Going down the data below, set down exactly the line with "</instance>" and each line after it through the line with "negative clicks: (281, 278) (305, 234)"; no other lines.
──────── Records for processing
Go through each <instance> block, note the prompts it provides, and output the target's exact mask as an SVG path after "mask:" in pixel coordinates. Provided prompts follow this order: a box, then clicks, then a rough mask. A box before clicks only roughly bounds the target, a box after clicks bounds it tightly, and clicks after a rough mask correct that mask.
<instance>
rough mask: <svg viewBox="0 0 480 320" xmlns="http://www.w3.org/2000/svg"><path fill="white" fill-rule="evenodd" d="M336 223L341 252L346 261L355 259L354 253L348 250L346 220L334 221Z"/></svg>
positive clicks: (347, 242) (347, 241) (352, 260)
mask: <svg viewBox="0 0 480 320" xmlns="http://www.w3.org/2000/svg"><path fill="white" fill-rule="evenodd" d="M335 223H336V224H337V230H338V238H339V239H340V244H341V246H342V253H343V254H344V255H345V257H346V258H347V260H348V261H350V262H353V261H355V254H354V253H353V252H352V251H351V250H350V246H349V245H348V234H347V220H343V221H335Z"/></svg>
────────────────
──────── Records for processing
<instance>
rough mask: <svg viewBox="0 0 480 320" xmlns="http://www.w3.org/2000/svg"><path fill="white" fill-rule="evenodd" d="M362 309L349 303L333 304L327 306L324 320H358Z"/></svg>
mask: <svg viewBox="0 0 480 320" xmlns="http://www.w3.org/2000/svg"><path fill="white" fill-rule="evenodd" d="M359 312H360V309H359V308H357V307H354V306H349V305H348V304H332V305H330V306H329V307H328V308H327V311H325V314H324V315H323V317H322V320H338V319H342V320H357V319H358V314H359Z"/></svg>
────────────────
──────── Records for processing
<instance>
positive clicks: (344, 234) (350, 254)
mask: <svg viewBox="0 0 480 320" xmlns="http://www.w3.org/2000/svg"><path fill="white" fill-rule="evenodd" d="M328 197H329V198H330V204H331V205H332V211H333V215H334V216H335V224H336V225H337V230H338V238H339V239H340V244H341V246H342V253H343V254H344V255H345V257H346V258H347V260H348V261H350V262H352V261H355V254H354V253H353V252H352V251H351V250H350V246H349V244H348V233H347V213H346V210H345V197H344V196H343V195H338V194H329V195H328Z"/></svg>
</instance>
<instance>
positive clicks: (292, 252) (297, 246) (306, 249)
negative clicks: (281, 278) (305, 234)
────────────────
§ **Your response**:
</instance>
<instance>
positive clicks: (292, 252) (297, 246) (306, 249)
negative clicks: (281, 278) (305, 234)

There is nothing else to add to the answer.